WORK TO BE COMPLETED: Word for word, reproduce the records that follow.
══════
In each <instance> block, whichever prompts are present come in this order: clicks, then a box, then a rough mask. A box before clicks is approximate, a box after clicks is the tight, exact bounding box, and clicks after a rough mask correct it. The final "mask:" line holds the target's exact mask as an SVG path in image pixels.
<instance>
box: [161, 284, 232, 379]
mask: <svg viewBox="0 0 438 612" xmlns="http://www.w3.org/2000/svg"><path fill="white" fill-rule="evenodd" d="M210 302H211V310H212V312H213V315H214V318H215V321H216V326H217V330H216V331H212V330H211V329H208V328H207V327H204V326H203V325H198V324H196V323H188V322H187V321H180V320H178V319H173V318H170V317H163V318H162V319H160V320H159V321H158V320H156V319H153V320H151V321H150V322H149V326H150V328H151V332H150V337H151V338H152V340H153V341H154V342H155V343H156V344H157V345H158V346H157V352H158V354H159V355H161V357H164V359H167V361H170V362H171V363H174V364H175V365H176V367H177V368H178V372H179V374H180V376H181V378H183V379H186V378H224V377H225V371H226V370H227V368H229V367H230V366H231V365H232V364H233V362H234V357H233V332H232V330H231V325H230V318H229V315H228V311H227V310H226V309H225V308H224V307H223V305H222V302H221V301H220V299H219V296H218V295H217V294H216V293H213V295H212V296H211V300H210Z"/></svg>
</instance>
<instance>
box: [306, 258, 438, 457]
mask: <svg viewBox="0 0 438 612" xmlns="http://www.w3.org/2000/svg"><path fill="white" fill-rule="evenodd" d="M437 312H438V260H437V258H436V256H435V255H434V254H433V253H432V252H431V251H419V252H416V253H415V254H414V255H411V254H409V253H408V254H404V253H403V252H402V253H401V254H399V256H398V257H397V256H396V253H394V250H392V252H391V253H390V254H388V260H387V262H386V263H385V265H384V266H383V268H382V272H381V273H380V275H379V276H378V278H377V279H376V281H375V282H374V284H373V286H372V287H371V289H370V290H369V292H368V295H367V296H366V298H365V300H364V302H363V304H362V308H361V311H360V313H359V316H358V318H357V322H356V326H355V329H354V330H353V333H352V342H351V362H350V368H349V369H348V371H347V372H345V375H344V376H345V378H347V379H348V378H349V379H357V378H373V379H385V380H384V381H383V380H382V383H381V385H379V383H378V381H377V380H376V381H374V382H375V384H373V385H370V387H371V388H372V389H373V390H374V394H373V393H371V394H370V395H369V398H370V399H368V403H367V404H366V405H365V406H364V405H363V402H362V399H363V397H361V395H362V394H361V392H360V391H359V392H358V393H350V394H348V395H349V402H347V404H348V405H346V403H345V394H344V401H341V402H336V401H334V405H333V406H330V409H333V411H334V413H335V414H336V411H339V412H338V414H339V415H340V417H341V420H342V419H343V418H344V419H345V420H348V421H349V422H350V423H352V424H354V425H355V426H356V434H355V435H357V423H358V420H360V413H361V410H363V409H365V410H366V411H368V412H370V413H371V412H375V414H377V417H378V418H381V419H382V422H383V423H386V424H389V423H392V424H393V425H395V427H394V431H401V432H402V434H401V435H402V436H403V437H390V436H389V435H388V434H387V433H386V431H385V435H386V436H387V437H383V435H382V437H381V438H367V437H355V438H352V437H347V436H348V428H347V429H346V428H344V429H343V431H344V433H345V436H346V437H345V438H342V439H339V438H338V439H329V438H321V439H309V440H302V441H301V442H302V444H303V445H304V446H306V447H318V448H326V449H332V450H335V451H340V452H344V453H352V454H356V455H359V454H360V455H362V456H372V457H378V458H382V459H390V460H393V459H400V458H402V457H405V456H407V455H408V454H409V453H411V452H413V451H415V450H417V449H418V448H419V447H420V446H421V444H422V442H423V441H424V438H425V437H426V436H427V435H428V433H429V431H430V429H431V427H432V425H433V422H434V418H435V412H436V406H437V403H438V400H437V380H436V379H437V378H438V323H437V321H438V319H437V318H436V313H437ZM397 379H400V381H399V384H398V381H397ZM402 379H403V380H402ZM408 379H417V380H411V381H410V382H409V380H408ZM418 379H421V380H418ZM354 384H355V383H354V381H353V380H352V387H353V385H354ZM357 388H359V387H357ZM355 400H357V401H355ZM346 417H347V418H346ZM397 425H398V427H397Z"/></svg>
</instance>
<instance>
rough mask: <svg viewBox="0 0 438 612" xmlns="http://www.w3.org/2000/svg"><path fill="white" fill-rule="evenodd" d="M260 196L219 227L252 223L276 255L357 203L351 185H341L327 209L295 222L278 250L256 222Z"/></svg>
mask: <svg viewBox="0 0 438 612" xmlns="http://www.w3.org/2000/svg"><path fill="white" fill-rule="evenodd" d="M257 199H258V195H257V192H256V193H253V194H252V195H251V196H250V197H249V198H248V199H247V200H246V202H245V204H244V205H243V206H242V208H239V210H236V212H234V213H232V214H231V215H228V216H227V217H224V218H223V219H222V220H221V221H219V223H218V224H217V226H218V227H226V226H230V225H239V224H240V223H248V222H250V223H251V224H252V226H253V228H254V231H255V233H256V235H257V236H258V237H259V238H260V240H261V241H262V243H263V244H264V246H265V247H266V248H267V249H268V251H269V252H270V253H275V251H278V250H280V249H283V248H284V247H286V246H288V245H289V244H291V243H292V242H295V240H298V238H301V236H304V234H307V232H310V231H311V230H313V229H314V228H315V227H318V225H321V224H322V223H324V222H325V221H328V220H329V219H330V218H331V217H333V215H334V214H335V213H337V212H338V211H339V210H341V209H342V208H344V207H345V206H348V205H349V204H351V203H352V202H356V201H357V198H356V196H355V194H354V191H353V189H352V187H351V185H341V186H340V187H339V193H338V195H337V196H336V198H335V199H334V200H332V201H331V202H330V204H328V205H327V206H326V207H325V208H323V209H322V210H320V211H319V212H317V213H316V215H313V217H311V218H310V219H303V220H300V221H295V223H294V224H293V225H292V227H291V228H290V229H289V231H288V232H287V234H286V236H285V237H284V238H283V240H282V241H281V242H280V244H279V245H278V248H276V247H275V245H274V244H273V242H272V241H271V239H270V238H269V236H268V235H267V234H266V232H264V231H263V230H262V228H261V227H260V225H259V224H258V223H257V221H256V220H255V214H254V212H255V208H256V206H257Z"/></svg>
══════
WRITTEN SOLUTION:
In each <instance> block, whichever prompts are present come in this order: clicks, then a box, then a rough mask. A box before clicks is approximate, a box after clicks is the tight, exact bounding box, and clicks after a rough mask correct it. The final "mask:" line holds the target's exact mask as an SVG path in image pixels.
<instance>
box: [161, 284, 232, 379]
mask: <svg viewBox="0 0 438 612" xmlns="http://www.w3.org/2000/svg"><path fill="white" fill-rule="evenodd" d="M210 302H211V310H212V312H213V315H214V318H215V321H216V326H217V330H216V331H212V330H211V329H208V328H207V327H204V326H203V325H198V324H196V323H188V322H187V321H180V320H178V319H173V318H170V317H163V318H162V319H160V320H159V321H158V320H156V319H153V320H151V321H150V322H149V326H150V328H151V332H150V337H151V338H152V340H153V341H154V342H155V343H156V344H157V345H158V346H157V352H158V354H159V355H161V357H164V359H167V361H170V362H171V363H174V364H175V365H176V367H177V368H178V372H179V374H180V376H181V378H183V379H186V378H224V377H225V371H226V370H227V368H229V367H230V366H231V365H232V364H233V362H234V357H233V332H232V330H231V325H230V318H229V315H228V311H227V310H226V309H225V308H224V307H223V305H222V302H221V301H220V299H219V296H218V295H217V294H216V293H213V295H212V296H211V300H210Z"/></svg>
</instance>
<instance>
box: [306, 258, 438, 457]
mask: <svg viewBox="0 0 438 612" xmlns="http://www.w3.org/2000/svg"><path fill="white" fill-rule="evenodd" d="M437 312H438V260H437V258H436V256H435V255H434V254H433V253H432V252H431V251H419V252H416V253H415V254H414V255H411V254H409V253H408V254H404V253H403V252H402V253H401V254H399V256H398V257H397V256H396V253H394V250H392V252H391V253H390V254H388V260H387V262H386V263H385V265H384V266H383V268H382V272H381V273H380V275H379V276H378V278H377V279H376V281H375V282H374V284H373V286H372V287H371V289H370V290H369V292H368V295H367V296H366V298H365V300H364V302H363V304H362V308H361V311H360V313H359V316H358V318H357V322H356V326H355V329H354V330H353V333H352V342H351V362H350V368H349V369H348V371H347V372H345V375H344V376H345V378H347V379H348V378H349V379H357V378H373V379H385V380H384V381H383V380H382V383H381V385H379V383H378V381H377V380H376V381H374V382H375V384H373V385H370V387H371V388H372V389H373V390H374V394H373V393H371V394H370V395H369V398H370V399H368V403H367V404H366V405H365V406H364V405H363V402H362V399H363V397H361V395H362V394H361V392H360V391H359V392H358V393H350V394H348V395H349V402H347V404H348V405H346V403H345V394H344V401H341V402H336V401H334V405H333V406H330V409H333V411H334V413H335V414H336V411H339V412H338V414H339V415H340V417H341V420H342V419H343V418H344V419H345V420H348V421H349V422H350V423H352V424H354V425H355V426H356V434H355V435H357V423H358V420H360V413H361V410H363V409H365V410H366V411H368V412H370V413H371V412H375V414H377V417H378V418H381V419H382V422H383V423H386V424H389V423H392V424H393V425H395V427H394V431H401V432H402V434H401V435H402V436H403V437H390V436H389V435H388V434H387V433H386V431H385V435H386V436H387V437H383V435H382V437H381V438H367V437H355V438H352V437H347V436H348V428H347V429H346V428H344V429H343V431H344V433H345V436H346V437H345V438H342V439H339V438H338V439H329V438H321V439H309V440H302V441H301V442H302V444H303V445H304V446H306V447H318V448H326V449H332V450H335V451H340V452H344V453H352V454H356V455H359V454H360V455H362V456H372V457H378V458H382V459H390V460H393V459H400V458H402V457H405V456H407V455H408V454H409V453H411V452H413V451H415V450H417V449H418V448H419V447H420V446H421V444H422V442H423V441H424V438H425V437H426V436H427V435H428V433H429V431H430V429H431V427H432V425H433V422H434V418H435V412H436V406H437V403H438V400H437V380H436V379H437V378H438V323H437V321H438V319H437V318H436V313H437ZM397 379H400V381H399V384H398V381H397ZM402 379H403V380H402ZM408 379H417V380H411V381H410V382H409V380H408ZM418 379H421V380H418ZM354 384H355V383H354V381H353V380H352V387H353V385H354ZM357 388H359V387H357ZM355 400H357V401H355ZM346 417H347V418H346ZM397 425H398V427H397Z"/></svg>
</instance>
<instance>
rough mask: <svg viewBox="0 0 438 612" xmlns="http://www.w3.org/2000/svg"><path fill="white" fill-rule="evenodd" d="M260 196L219 227L252 223L276 255L357 203L351 185H341L327 209L295 222L278 250L256 222Z"/></svg>
mask: <svg viewBox="0 0 438 612" xmlns="http://www.w3.org/2000/svg"><path fill="white" fill-rule="evenodd" d="M257 199H258V195H257V192H256V193H253V194H252V195H251V196H250V197H249V198H248V199H247V200H246V202H245V204H244V205H243V206H242V208H239V210H236V212H234V213H232V214H231V215H228V216H227V217H224V218H223V219H222V220H221V221H219V223H218V224H217V226H218V227H226V226H230V225H239V224H240V223H248V222H250V223H251V224H252V226H253V228H254V231H255V233H256V235H257V236H258V237H259V238H260V240H261V241H262V243H263V244H264V246H265V247H266V248H267V249H268V251H269V252H270V253H275V251H278V250H280V249H283V248H284V247H286V246H288V245H289V244H291V243H292V242H295V240H298V238H301V236H304V234H307V232H310V231H311V230H313V229H314V228H315V227H318V225H321V224H322V223H324V222H325V221H328V220H329V219H330V218H331V217H333V215H334V214H335V213H337V212H338V211H339V210H341V209H342V208H344V207H345V206H348V205H349V204H351V203H352V202H356V201H357V198H356V196H355V194H354V191H353V189H352V187H351V185H341V186H340V187H339V193H338V195H337V196H336V198H335V199H334V200H332V201H331V202H330V204H328V205H327V206H326V207H325V208H323V209H322V210H320V211H319V212H317V213H316V215H313V217H311V218H310V219H303V220H300V221H295V223H294V224H293V225H292V227H291V228H290V229H289V231H288V232H287V234H286V236H285V237H284V238H283V240H282V241H281V242H280V244H279V245H278V248H276V247H275V245H274V244H273V242H272V241H271V239H270V238H269V236H268V235H267V234H266V232H264V231H263V230H262V228H261V227H260V225H259V224H258V223H257V221H256V220H255V214H254V212H255V208H256V206H257Z"/></svg>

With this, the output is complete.